■ **WHAT YOU HAVE TO DO**:
Please give back exactly the line with "Expected output: one point per instance of the white try" and each line after it through the end of the material, leaving out the pictures.

■ **EXCERPTED RECORDS**:
== Segment start ==

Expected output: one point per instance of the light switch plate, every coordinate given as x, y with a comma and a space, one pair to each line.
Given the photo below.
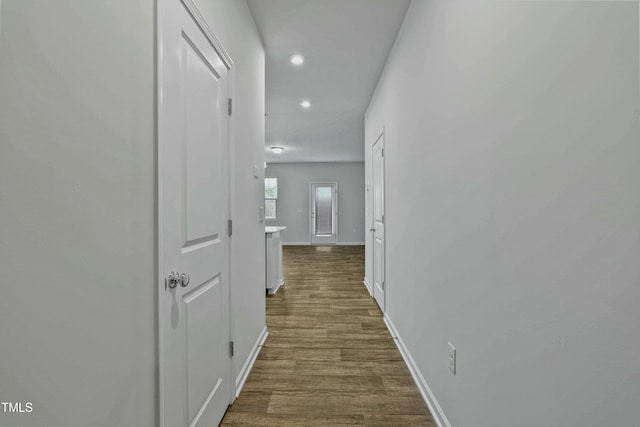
452, 359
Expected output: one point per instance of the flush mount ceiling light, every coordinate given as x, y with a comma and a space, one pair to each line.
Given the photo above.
296, 59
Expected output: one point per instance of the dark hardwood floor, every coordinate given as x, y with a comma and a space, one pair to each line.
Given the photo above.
329, 359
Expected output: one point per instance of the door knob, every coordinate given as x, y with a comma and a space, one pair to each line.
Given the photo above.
184, 280
173, 279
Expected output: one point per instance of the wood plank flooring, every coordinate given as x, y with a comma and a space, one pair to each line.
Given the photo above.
329, 359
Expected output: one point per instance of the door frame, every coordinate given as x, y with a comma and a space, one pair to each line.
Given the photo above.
335, 209
381, 138
160, 16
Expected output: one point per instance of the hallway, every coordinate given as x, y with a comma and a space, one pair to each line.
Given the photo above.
329, 358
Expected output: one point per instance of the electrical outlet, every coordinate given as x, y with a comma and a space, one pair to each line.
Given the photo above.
452, 359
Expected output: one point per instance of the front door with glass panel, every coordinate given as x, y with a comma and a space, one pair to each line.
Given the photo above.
324, 213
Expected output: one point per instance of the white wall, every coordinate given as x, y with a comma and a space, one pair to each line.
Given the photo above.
233, 24
293, 194
77, 212
513, 210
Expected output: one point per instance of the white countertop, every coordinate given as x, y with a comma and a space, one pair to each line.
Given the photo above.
273, 228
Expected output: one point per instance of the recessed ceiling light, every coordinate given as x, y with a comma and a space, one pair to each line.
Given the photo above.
296, 59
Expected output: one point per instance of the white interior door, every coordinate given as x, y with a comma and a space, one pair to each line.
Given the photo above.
324, 213
193, 129
378, 222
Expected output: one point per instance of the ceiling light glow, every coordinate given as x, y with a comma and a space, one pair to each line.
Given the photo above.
296, 59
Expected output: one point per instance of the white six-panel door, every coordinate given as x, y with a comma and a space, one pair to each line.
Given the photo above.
324, 213
378, 222
193, 134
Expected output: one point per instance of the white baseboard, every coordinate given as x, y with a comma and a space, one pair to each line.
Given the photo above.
272, 291
248, 364
427, 394
368, 286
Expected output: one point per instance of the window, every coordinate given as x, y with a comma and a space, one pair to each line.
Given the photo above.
270, 198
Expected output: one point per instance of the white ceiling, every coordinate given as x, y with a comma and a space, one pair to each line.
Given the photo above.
345, 44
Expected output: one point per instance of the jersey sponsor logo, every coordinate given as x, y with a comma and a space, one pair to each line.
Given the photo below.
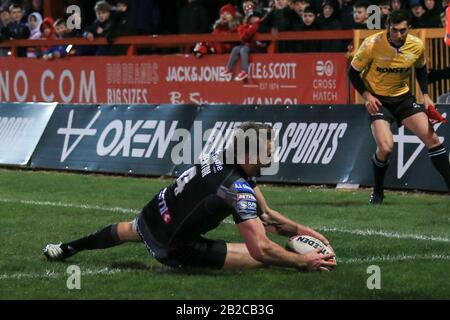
164, 211
246, 206
243, 187
246, 196
392, 70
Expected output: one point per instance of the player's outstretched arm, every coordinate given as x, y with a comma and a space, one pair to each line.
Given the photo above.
277, 223
262, 249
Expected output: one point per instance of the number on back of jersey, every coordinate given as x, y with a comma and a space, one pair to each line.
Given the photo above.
184, 179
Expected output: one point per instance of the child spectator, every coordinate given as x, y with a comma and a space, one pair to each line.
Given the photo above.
248, 6
298, 6
34, 6
99, 28
247, 33
34, 24
16, 29
58, 52
227, 23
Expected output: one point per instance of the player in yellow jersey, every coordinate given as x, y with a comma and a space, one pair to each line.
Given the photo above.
380, 72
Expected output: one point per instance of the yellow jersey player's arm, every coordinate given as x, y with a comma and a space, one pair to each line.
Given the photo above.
363, 56
421, 71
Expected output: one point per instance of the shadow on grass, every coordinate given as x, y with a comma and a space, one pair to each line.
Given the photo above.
327, 203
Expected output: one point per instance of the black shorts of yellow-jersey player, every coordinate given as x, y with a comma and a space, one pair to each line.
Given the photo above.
380, 72
174, 224
396, 109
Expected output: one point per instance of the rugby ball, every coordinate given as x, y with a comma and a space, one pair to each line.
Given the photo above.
304, 244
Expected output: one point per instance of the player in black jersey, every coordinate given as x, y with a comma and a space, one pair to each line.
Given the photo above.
173, 224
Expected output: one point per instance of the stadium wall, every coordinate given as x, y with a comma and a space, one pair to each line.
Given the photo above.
316, 78
319, 144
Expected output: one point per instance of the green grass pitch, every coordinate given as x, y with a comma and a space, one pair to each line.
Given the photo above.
408, 238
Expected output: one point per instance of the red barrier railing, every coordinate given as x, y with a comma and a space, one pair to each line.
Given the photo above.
170, 41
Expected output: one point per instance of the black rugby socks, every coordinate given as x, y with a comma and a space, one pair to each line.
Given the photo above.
103, 239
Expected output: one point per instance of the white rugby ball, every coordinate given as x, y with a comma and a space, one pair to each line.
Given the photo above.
304, 244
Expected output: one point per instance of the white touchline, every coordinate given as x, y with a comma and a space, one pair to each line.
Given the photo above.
388, 258
358, 232
385, 234
51, 274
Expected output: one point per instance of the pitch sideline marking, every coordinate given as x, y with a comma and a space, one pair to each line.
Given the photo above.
358, 232
50, 274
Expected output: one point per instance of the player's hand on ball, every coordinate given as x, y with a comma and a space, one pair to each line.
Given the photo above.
316, 261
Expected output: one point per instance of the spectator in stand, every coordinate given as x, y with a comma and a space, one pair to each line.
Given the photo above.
34, 6
299, 7
5, 17
58, 52
280, 19
193, 18
417, 12
397, 5
16, 29
309, 24
328, 20
227, 23
34, 24
432, 16
247, 33
249, 6
346, 14
385, 8
145, 15
360, 15
99, 28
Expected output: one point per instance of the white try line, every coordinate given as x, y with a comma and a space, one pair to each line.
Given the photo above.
70, 205
51, 274
389, 258
357, 232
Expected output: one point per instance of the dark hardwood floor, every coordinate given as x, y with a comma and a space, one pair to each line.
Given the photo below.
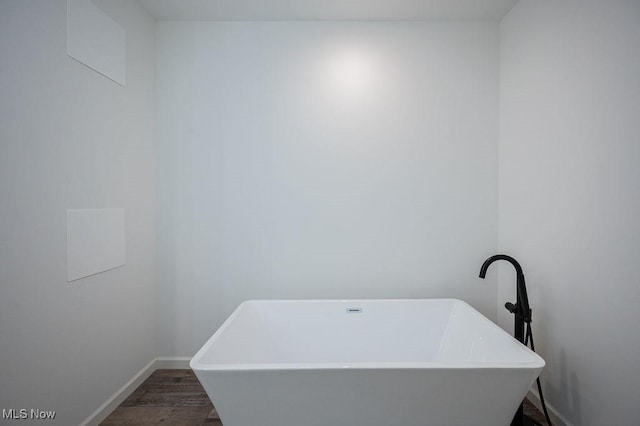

== Segment end ==

■ **YOUR SOLUTION**:
Expected output: one point per instance of the white try line, every coordinate given as x, y with a comma and a space, one pair to each line.
Given the photo above.
70, 205
51, 274
389, 258
357, 232
Expected output: one point per instance of the dark hardwood floor, every coordinate given as x, y with a comma and a space, one pair to each line.
Given the photo below.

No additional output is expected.